Directed by Tokyo-born, LA-based Hiro Murai, this single-take music video is filled with race and gun violence in America. The music video portrays society in a dark light. One reviewer wrote “You’re not supposed to feel as if this is the standard fare opulence of the music industry. It’s about a counter-narrative and it really leaves you with chills.” (Ramsay). Another critic explains the video as “Glover/Gambino is not exploiting as much as he’s reminding us how well-woven all of it is into our consciousness” (Yates). This song is undoubtedly popular, yet it uses music and dance very different from the other pop culture songs and music videos. It uses music and dance to show awareness for the issue it represents. How does the way that it uses music and dance choreography portray racial gun violence?

In Gambino’s provocative video This is America, he sings: “Yeah, this is America (woo ayy) / Guns in my area (word, my area) I got the strap (ayy, ayy) / I gotta carry ’em” (Gambino). In the video we see Gambino dancing over, mimicking the expressions and gestures of a Jim Crow caricature. He then pulls a gun from his waistband and shoots a black man in the back of his bag-covered head. After that shooting, Gambino shouts “This is America”, and then the music shifts from the choral sounds to a trap music baseline. Jackson claims that “A smaller number of viewers, however, have been critical of the video, voicing among their concerns, the morality of Glover’s motives, the effect of portraying gratuitous violence, the wisdom of summoning images of Jim Crow in America’s charged racial climate” (Jackson). In other words, some people view Gambino’s new video as controversial and could, therefore, negatively shift America’s racial climate.

━━━━

List of tasks —
a – Print the passage about the video This is America, starting with "Directed by Tokyo-born, LA-based" and going on through "racial gun violence?".
b – Answer these questions from the passage about the video This is America:
(i) Where is the director Hiro Murai based?
(ii) What does the music shift to after Gambino shouts "This is America"?
(iii) What covers the head of the man Gambino shoots?
c – Decide whether each statement agrees with the passage about the video This is America. Answer yes or no, and quote the words that settle it.
(i) The video was filmed in a single take.
(ii) Gambino shoots the man in the chest.
(iii) Every viewer has praised the video.
The lines after the passage come from a separate source.

Dataset section —
━━━━

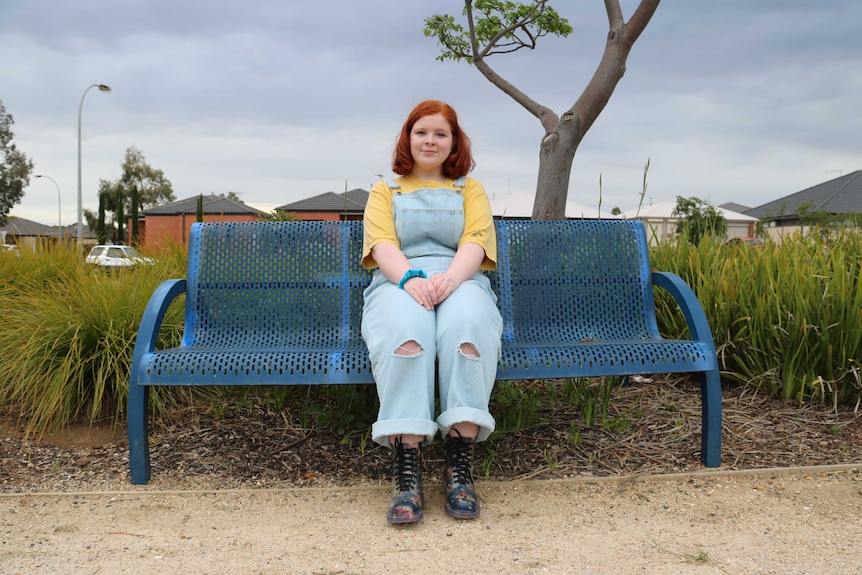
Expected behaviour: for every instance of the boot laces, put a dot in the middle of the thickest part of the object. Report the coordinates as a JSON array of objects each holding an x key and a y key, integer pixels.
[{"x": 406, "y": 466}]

━━━━

Answers to each task —
a –
Directed by Tokyo-born, LA-based Hiro Murai, this single-take music video is filled with race and gun violence in America. The music video portrays society in a dark light. One reviewer wrote “You’re not supposed to feel as if this is the standard fare opulence of the music industry. It’s about a counter-narrative and it really leaves you with chills.” (Ramsay). Another critic explains the video as “Glover/Gambino is not exploiting as much as he’s reminding us how well-woven all of it is into our consciousness” (Yates). This song is undoubtedly popular, yet it uses music and dance very different from the other pop culture songs and music videos. It uses music and dance to show awareness for the issue it represents. How does the way that it uses music and dance choreography portray racial gun violence?

b –
(i) LA
(ii) A trap music baseline
(iii) A bag

c –
(i) Yes: "this single-take music video"
(ii) No: "shoots a black man in the back of his bag-covered head"
(iii) No: "A smaller number of viewers, however, have been critical of the video"